(Excerpts from location labeling data)
# # # # # # #

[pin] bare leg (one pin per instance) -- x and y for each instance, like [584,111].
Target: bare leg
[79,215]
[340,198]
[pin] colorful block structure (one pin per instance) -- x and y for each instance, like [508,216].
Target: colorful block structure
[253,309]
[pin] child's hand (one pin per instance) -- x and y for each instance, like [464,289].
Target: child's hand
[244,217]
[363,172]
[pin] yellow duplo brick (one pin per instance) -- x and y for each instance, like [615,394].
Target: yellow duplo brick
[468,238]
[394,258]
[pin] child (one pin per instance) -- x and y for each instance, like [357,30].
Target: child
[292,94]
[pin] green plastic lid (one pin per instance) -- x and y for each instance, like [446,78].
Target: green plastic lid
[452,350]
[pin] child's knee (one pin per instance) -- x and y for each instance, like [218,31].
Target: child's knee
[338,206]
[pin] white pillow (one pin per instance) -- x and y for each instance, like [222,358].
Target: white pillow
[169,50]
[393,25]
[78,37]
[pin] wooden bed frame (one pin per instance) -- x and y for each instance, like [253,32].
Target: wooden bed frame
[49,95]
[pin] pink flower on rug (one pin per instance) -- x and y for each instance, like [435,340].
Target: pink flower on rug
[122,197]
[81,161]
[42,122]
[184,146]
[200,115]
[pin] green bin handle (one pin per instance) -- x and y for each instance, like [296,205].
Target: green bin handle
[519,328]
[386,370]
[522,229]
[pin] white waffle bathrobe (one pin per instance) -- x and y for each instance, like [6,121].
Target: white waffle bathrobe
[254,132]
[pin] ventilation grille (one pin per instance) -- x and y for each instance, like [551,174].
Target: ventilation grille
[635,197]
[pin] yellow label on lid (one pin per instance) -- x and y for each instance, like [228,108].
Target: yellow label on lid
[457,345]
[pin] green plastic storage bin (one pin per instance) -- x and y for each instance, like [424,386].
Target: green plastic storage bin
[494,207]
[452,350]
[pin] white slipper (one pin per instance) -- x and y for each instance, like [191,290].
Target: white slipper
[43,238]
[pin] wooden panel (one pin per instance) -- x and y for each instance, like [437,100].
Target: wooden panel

# # # # # # #

Please write out, word for word, the part of the records that opens with the line containing "[pin] white slipper" and continues through the end of the records.

[pin] white slipper (one pin per instance) -- x and y for each instance, like [191,290].
Target: white slipper
[43,238]
[pin] wooden panel (one pin per instance) -- x and y for each instance, like [437,100].
Target: wooden panel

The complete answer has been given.